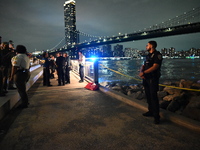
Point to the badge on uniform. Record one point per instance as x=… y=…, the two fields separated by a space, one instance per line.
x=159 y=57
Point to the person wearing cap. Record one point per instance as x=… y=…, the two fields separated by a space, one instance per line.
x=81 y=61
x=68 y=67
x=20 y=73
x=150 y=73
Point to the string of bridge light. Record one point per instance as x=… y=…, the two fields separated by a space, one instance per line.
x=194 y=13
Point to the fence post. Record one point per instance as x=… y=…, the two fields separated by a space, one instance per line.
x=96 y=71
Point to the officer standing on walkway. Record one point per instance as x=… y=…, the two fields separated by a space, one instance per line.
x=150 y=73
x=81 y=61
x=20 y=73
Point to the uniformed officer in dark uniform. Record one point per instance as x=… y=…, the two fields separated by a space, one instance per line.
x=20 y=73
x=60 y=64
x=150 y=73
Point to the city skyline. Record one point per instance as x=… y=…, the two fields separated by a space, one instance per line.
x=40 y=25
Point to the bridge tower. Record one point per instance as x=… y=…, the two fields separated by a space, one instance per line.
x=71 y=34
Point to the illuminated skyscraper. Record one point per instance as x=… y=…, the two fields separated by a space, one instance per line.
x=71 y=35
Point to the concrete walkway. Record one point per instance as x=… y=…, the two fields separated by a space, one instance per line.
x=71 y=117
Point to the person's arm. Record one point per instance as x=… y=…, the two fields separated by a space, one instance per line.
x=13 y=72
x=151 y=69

■ ■ ■ ■

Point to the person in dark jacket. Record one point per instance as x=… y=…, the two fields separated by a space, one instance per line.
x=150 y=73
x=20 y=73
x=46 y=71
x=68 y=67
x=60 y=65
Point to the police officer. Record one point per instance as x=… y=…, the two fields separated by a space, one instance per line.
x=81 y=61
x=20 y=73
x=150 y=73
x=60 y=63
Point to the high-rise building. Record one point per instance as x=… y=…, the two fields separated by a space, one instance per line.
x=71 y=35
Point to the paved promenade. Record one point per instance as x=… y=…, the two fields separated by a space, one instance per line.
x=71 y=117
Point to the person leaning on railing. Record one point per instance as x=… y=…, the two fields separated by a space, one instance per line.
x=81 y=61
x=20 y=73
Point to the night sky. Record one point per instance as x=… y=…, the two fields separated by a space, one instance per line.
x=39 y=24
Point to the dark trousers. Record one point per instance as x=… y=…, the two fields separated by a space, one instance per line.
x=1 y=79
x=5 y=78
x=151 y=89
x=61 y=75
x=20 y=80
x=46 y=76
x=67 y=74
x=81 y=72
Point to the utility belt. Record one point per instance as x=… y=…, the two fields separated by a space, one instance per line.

■ ■ ■ ■

- [YOUR ASSIGNMENT]: Repeat, exactly as they stand above, the lines from the line with "Point to the dark" to the line with "Point to the utility", both lines included.

- [RESPONSE AREA]:
Point to the dark trousers. Record one point per instance as x=… y=…, the two fields separated by a space, one instance per line.
x=1 y=79
x=5 y=78
x=151 y=89
x=61 y=75
x=20 y=80
x=46 y=76
x=67 y=74
x=81 y=72
Point to the utility belt. Record one point per instance as x=… y=…, the two fields separated by a space, one instance per line.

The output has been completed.